- _EXERCISE TASK 1_:
List every CNN architecture that the excerpt on training sound classifiers says the package can train.
- _EXERCISE TASK 2_:
In the excerpt on training sound classifiers, retype the stretch from "Preparing training, validation, and" through "models (Stowell 2022).".
- _EXERCISE TASK 3_:
According to the excerpt on training sound classifiers, what frequency range did the band-limited energy detector search?

- _EXCERPT TO READ_:
We include sound files and spectrogram images of five sound classes: great argus pheasant (Argusianus argus) long calls (Clink et al. 2021), helmeted hornbills (Rhinoplax vigil), and rhinoceros hornbills (Buceros rhinoceros) (Kennedy et al. 2023), female gibbons (Hylobates funereus) and a catch-all “noise” category. The data come from two separate PAM arrays in Danum Valley Conservation Area, Sabah, Malaysia. The training and validation data come from a wide array of Swift autonomous recording units placed on ~750 m spacing (Clink et al. 2023), and the test data come from a different, smaller array (~250 m spacing) within the same area. We used a band-limited energy detector to identify signals that were 3-sec or longer duration within the 400-1600 Hz range, and then a single observer (DJC) manually sorted the detections into their respective categories (Clink et al. 2023).

Preparing training, validation, and test data

The package currently uses spectrogram images (Figure 1) to train and evaluate CNN model performance, and we include a function that can be used to create spectrogram images from Waveform Audio File Formant (.wav) files. The .wav files should be organized into separate folders, with each folder named according to the class label of the files it contains. We highly recommend that your test data come from a different recording time and/or location to better understand the generalizability of the models (Stowell 2022).

Spectrograms of training clips for CNNs.
Spectrograms of training clips for CNNs.

Model training

The package currently allows for the training of six different CNN architectures (‘alexnet’, ‘vgg16’, ‘vgg19’, ‘resnet18’, ‘resnet50’, or ‘resnet152’), and the user can specify if they want to freeze the feature extraction layers or not. There is also the option to train a binary or multi-class classifer.

Evaluate model performance

We can compare the performance of different CNN architectures (Figure 2). Using the ‘get_best_performance’ function, we can evaluate the performance of different model architectures on the test dataset for the specified class. We can calculate the best F1, precision, recall using the ‘caret’ package (Kuhn 2008), and the area under the ROC (Receiver Operating Characteristic) curve using the ‘ROCR’ package (Sing et al. 2005), which is a threshold or confidence independent metric that evaluates the classifier’s ability to discriminate between positive and negative classes.

PerformanceOutput <- get_best_performance(
  performancetables.dir =
    performancetables.dir,
  class = 'female.gibbon',
  model.type = "multi",
  Thresh.val = 0
)

PerformanceOutput$f1_plot
Evaluating performance of pretrained CNNs.

- _EXCERPTED DATA_:
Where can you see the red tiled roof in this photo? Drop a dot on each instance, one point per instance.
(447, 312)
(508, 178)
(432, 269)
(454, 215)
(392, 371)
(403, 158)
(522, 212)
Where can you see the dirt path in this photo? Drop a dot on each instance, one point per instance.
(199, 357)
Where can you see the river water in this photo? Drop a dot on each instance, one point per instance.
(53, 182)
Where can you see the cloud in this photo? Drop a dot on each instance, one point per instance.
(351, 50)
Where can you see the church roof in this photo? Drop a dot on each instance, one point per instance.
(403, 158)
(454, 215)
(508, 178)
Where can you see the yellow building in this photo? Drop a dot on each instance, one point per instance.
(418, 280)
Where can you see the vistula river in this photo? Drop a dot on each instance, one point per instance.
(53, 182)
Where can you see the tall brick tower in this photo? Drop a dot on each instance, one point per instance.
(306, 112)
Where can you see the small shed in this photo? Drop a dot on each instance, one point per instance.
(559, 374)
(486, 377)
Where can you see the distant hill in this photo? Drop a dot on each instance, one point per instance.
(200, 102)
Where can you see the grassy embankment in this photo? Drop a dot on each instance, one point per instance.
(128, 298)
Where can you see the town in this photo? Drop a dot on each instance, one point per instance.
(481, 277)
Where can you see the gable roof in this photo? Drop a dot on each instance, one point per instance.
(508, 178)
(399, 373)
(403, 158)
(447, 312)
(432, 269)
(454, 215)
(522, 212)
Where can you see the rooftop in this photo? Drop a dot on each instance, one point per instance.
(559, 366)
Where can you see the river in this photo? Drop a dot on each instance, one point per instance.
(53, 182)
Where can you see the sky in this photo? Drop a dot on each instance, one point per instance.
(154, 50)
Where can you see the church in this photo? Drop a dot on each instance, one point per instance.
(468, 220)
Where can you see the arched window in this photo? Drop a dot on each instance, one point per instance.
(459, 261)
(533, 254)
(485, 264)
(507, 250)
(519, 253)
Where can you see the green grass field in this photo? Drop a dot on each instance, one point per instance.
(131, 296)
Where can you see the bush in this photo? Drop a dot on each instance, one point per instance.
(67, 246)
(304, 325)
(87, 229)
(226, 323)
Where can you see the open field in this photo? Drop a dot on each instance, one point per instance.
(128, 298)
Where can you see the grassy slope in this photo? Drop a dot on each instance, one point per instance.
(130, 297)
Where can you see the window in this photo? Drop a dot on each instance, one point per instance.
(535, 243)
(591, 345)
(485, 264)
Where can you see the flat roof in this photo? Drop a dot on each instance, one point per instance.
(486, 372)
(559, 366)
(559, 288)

- _WORKED SOLUTION 1_:
alexnet, vgg16, vgg19, resnet18, resnet50, resnet152

- _WORKED SOLUTION 2_:
Preparing training, validation, and test data

The package currently uses spectrogram images (Figure 1) to train and evaluate CNN model performance, and we include a function that can be used to create spectrogram images from Waveform Audio File Formant (.wav) files. The .wav files should be organized into separate folders, with each folder named according to the class label of the files it contains. We highly recommend that your test data come from a different recording time and/or location to better understand the generalizability of the models (Stowell 2022).

- _WORKED SOLUTION 3_:
400-1600 Hz